What to do - Please report how many lines in the records below contain the string "white", counting only matches with the same case. Give the number alone.

# # # # # # #

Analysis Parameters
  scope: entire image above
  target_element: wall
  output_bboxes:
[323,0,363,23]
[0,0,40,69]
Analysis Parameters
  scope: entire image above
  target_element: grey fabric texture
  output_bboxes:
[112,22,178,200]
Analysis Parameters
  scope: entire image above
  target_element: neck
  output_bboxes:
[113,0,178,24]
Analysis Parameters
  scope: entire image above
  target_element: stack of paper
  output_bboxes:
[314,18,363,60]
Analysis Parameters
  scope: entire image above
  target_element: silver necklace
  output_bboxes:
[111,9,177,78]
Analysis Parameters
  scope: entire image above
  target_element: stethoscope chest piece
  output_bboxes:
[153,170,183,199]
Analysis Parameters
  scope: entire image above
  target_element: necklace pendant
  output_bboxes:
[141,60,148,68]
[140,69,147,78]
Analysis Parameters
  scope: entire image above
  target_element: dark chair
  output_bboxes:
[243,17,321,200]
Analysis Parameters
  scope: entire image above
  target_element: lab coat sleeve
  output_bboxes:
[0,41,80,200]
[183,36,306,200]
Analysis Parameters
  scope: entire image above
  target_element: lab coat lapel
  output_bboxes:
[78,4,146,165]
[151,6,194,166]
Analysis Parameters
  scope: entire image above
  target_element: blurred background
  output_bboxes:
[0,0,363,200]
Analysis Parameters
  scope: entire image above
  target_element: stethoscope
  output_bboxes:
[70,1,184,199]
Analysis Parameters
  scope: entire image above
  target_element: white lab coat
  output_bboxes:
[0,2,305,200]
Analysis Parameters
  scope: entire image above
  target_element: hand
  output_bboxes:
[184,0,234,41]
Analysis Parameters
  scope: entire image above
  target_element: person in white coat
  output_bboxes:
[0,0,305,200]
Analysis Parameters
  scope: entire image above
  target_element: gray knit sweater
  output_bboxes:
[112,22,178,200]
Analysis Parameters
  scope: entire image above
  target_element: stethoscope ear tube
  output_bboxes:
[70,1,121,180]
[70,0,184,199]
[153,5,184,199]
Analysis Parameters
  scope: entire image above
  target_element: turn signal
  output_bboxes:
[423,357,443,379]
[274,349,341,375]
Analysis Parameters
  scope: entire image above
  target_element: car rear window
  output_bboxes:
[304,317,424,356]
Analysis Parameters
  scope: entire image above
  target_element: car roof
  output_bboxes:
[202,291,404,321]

# # # # # # #

Response - 2